>> start Provided data
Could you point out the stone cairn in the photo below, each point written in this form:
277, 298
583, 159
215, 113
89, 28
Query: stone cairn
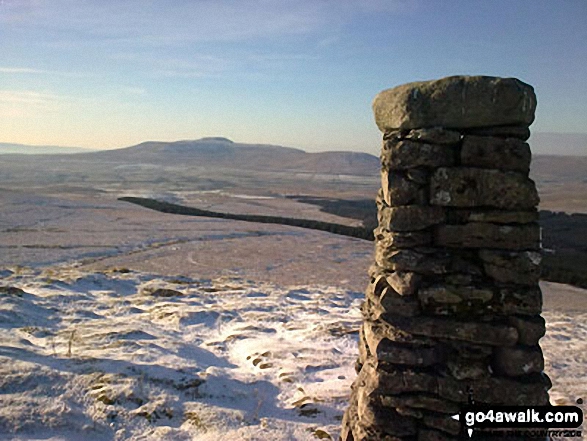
452, 310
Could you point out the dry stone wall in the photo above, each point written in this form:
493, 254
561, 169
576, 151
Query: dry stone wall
452, 310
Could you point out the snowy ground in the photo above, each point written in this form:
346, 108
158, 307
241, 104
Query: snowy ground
254, 339
128, 355
132, 356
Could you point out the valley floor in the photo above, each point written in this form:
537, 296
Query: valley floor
117, 322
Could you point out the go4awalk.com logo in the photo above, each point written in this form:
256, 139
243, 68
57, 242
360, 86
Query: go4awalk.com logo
526, 421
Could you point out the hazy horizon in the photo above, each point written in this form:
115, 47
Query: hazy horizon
541, 143
105, 74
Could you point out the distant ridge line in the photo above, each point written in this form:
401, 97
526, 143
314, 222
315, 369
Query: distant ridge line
166, 207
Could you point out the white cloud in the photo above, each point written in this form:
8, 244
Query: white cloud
156, 23
22, 103
20, 70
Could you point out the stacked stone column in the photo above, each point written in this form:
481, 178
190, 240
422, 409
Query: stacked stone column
452, 310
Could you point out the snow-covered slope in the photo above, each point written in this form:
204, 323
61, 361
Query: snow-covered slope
133, 356
129, 355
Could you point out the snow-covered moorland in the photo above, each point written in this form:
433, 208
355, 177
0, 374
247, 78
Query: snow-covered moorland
128, 355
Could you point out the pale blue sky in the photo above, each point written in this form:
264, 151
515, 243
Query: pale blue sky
303, 73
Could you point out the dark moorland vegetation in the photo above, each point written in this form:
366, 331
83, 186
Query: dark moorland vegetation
564, 236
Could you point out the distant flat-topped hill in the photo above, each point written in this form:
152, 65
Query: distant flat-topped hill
222, 152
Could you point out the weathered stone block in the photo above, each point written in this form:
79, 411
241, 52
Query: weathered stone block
518, 361
474, 332
490, 152
467, 369
476, 187
399, 240
420, 401
520, 300
468, 350
463, 216
399, 190
432, 435
486, 235
387, 301
410, 217
495, 390
443, 423
403, 282
398, 382
434, 135
371, 413
405, 154
455, 102
520, 132
457, 300
391, 259
512, 267
530, 329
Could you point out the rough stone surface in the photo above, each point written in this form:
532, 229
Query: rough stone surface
404, 283
400, 190
463, 216
474, 187
456, 102
520, 132
486, 235
522, 300
409, 217
390, 302
394, 239
435, 135
405, 154
518, 361
465, 369
452, 310
420, 401
530, 329
512, 267
455, 300
391, 259
496, 153
474, 332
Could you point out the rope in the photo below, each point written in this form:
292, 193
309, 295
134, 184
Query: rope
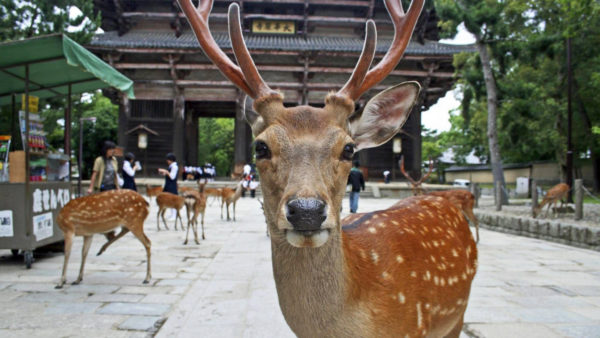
589, 193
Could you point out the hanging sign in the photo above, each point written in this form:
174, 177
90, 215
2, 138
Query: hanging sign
33, 103
6, 223
273, 27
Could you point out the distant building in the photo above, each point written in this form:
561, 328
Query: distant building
304, 48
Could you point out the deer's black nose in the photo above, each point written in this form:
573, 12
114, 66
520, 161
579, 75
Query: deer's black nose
306, 214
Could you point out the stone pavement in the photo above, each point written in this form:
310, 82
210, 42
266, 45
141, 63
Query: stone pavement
224, 286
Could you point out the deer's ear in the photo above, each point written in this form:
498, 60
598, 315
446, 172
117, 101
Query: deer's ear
384, 115
255, 121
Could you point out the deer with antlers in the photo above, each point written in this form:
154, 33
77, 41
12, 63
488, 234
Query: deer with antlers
102, 213
462, 199
389, 273
557, 193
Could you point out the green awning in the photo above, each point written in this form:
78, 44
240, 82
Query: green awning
55, 61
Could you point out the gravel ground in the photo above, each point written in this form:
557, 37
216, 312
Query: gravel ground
520, 207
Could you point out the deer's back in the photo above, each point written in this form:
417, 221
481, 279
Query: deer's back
416, 260
170, 200
104, 211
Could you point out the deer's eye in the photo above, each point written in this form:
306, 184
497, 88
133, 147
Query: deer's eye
348, 152
261, 150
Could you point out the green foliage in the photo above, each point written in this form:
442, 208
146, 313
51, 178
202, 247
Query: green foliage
526, 39
216, 144
27, 18
94, 134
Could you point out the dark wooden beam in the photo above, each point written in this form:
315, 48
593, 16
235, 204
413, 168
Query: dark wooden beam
274, 85
279, 68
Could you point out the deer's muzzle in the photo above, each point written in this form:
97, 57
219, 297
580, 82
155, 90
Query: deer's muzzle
306, 214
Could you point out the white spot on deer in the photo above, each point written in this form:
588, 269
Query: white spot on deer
419, 315
401, 298
427, 275
374, 256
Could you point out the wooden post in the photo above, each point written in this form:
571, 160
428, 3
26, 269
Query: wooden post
534, 197
475, 192
578, 199
498, 194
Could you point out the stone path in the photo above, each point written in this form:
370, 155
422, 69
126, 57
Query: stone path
224, 287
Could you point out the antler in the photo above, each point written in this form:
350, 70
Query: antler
404, 25
247, 77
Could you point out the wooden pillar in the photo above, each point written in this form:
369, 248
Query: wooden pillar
124, 114
242, 137
191, 139
578, 199
178, 126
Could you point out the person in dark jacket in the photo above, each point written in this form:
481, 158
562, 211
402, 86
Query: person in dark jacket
129, 169
170, 174
357, 181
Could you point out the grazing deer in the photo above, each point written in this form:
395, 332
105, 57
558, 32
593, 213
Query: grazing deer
195, 204
153, 191
556, 193
389, 273
101, 213
416, 185
166, 200
214, 192
229, 197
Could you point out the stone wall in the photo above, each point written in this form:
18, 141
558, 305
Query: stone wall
551, 230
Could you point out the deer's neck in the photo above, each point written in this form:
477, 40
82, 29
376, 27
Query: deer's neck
311, 286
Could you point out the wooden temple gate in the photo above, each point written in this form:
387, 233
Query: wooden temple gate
175, 83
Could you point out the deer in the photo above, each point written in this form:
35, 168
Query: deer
417, 189
152, 191
229, 197
214, 192
387, 273
195, 203
556, 193
166, 200
100, 214
462, 199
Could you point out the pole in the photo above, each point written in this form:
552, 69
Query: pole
79, 156
67, 132
569, 122
578, 199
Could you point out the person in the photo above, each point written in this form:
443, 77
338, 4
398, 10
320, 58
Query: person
170, 174
386, 176
129, 169
357, 181
104, 174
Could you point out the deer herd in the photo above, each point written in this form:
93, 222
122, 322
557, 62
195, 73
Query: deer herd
404, 271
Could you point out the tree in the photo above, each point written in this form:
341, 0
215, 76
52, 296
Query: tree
28, 18
488, 21
215, 144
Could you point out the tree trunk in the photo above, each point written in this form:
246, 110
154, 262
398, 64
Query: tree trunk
492, 105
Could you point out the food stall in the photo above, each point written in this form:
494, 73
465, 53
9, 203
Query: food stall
38, 183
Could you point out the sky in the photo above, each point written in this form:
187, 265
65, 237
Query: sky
437, 117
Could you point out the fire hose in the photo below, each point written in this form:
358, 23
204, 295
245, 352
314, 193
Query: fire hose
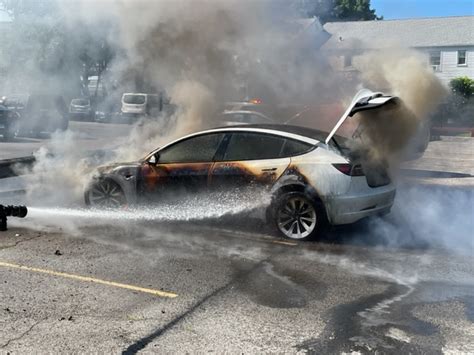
>> end Provided data
◆ What is expected ◆
Revise the data above by changing every "Could you point out" to "Please mark" and keeping everything else the same. Leave the pictures out of your answer.

◆ Solution ◆
Please mark the stone cairn in the photo below, each point written in this form:
277, 298
583, 159
215, 113
89, 28
Query: stone cairn
452, 310
Please mark the dry stone wall in the photo above, each point written in this form:
493, 254
561, 169
576, 151
Query: dry stone wall
452, 310
Please mark the snowy ground in the photo above, each point written in this form:
346, 108
158, 307
241, 104
Query: snowy ground
254, 339
128, 355
132, 356
Please mark the valley floor in the photo above, each point written in this form:
537, 296
Query: valley floor
117, 322
Please mark the go4awalk.com logo in the photo above, each point written in this form:
256, 139
243, 68
57, 242
360, 86
Query: go4awalk.com logo
526, 421
Please mark the hazy horizon in the photo above, each point written in this form:
115, 47
Query: hazy horizon
541, 143
105, 74
Please mark the distant ridge line in the photo above, each point written in this form:
401, 97
526, 143
314, 222
315, 369
Query: distant ridge line
166, 207
Please mark the white cloud in the photo above, each point written in this form:
8, 244
Query: white cloud
156, 23
22, 103
20, 70
Please mark the stacked stone column in the photo above, each point written in this form:
481, 178
190, 240
422, 409
Query: stacked stone column
452, 310
Please mark the snow-covered slope in the photo above, each point written in this form:
204, 323
61, 361
Query: snow-covered slope
133, 356
129, 355
Please mark the snow-covered moorland in the photo above, each point written in this form:
433, 208
355, 177
0, 374
247, 78
Query: snow-covered moorland
128, 355
Please mark the pale blue sky in the photo above, each point written in this form:
264, 151
515, 243
Query: pale blue sky
303, 73
Please mark the dark moorland vegetation in the photo above, each point written in this form:
366, 331
83, 186
Query: dark moorland vegetation
564, 236
Please mark the distant flat-topped hill in the photo above, each point written in this form:
152, 65
Query: distant flat-topped hill
222, 152
Please mark the weathered stone block in the photo above, each point written in this form:
79, 411
241, 52
Query: weathered stone block
518, 361
474, 332
490, 152
467, 369
476, 187
399, 240
420, 401
520, 300
468, 350
463, 216
399, 190
432, 435
486, 235
387, 301
410, 217
495, 390
443, 423
403, 282
398, 382
434, 135
371, 413
405, 154
455, 102
520, 132
457, 300
391, 259
512, 267
530, 329
Please mark the rough stone surface in the photo above, each point written in this form:
532, 229
Query: rough stone surface
404, 283
400, 190
463, 216
474, 187
456, 102
520, 132
486, 235
522, 300
409, 217
390, 302
394, 239
435, 135
405, 154
518, 361
465, 369
452, 310
420, 401
530, 329
512, 267
455, 300
391, 259
496, 153
474, 332
Please mark the rope in the photo below, each point written in this form:
292, 193
309, 295
134, 184
Query: rope
589, 193
Please mark the hanging sign in the photo above, each point written in this form:
174, 177
90, 215
2, 138
Query: hanging sign
33, 103
6, 223
273, 27
Please mark the distant building in the photo above, each point written in this form:
561, 328
Query: distant building
304, 48
Please mark the deer's black nose in the photo above, each point written in this form:
573, 12
114, 66
520, 161
579, 75
Query: deer's black nose
306, 214
Please mark the stone pavement in the photo above, each point written in this form:
310, 82
210, 42
266, 45
141, 63
Query: stone pavement
224, 286
Please mark the deer's ear in the photo above, each point written in this form:
498, 60
598, 315
446, 172
117, 101
Query: deer's ear
384, 115
255, 121
Please mark the deer with antlers in the photo above, each point written in this form:
154, 33
77, 41
12, 63
488, 234
Query: deer with antlers
102, 213
462, 199
389, 273
557, 193
Please mark the green awning in the photo above, each point written in this form:
78, 44
240, 82
Query: green awning
55, 61
Please mark the gravel ground in the photo above, each point written in this form:
557, 37
216, 312
Query: gravel ground
520, 207
Please mark the deer's back in the photo above, each point written in this form:
417, 221
481, 279
Query: deer's back
416, 260
170, 200
104, 211
Please mark the deer's eye in the photo above, each point written in this form:
306, 184
497, 88
133, 147
Query: deer's eye
348, 152
261, 150
Please mark the green foliage in the photo above, each point written in this form:
442, 208
146, 313
51, 178
202, 247
Query: green foliage
526, 39
216, 144
27, 18
94, 134
Please mark the dark wooden beam in the photo above, each point written in this form:
315, 48
593, 16
235, 204
413, 168
Query: dark wooden beam
274, 85
279, 68
Please mark the deer's muzzle in the photo above, each point written in this form:
97, 57
219, 297
580, 82
155, 90
Query: deer's muzzle
306, 214
Please mark the white spot on deer in the photo above, each point written in this form:
588, 269
Query: white spot on deer
419, 315
401, 298
427, 275
374, 256
Please mark the wooden post in the photo above, each point written in this form:
571, 160
428, 3
26, 269
Query: wooden post
534, 197
475, 192
578, 199
498, 194
Please mark the stone path in the photo above, each point written in this form:
370, 155
422, 69
126, 57
Query: stone path
224, 287
Please mark the antler in the photo above, each point written in this form:
350, 70
Query: antler
404, 25
247, 77
Please mark the wooden pillar in the photo above, each point written in this form:
369, 248
Query: wooden pillar
124, 114
242, 137
191, 139
578, 199
178, 126
Please mark the person in dark jacket in the photo above, each point written in this form:
481, 158
562, 211
402, 86
Query: person in dark jacket
129, 169
170, 174
357, 181
Please mark the grazing deer in the photo above, each point written in this form:
395, 332
105, 57
558, 32
593, 213
Query: grazing deer
195, 204
153, 191
556, 193
389, 273
101, 213
416, 185
166, 200
214, 192
229, 197
Please mark the stone wall in the photo above, each point written in this form:
18, 141
558, 305
Query: stone wall
551, 230
Please mark the deer's neck in the photo above, each point written in this form:
477, 40
82, 29
376, 27
Query: deer's neck
311, 286
Please mark the wooden temple gate in the photo above, each point written in this form:
387, 233
Query: wooden temple gate
175, 83
Please mark the deer in the photo above, each point written in this form:
35, 168
Query: deer
417, 189
152, 191
229, 197
214, 192
387, 273
195, 203
556, 193
166, 200
100, 214
462, 199
Please mark the pole in the photo above, each point written in this form:
552, 69
Query: pole
79, 156
67, 132
569, 122
578, 199
Please mark the person in the photo above, each point written in this form:
443, 77
338, 4
398, 10
320, 58
Query: person
170, 174
386, 176
129, 169
357, 181
104, 174
Please mark the deer herd in the photo above, each point written in this form:
93, 222
122, 322
557, 62
195, 73
Query: deer herd
404, 271
Please mark the tree in the photo above, each point written in this form:
341, 0
215, 76
52, 296
Query: tree
28, 18
488, 21
215, 144
Please mark the tree trunk in the photo above, each point written in this form:
246, 110
154, 262
398, 64
Query: tree trunk
492, 105
Please mark the food stall in the photo above, each point written in this form:
494, 73
465, 53
9, 203
Query: food stall
38, 183
Please mark the sky in the photo above, each point written in this form:
187, 265
65, 237
Query: sky
437, 117
Please mark the fire hose in the photo below, each point written in this form:
358, 23
204, 295
245, 352
314, 193
Query: fire hose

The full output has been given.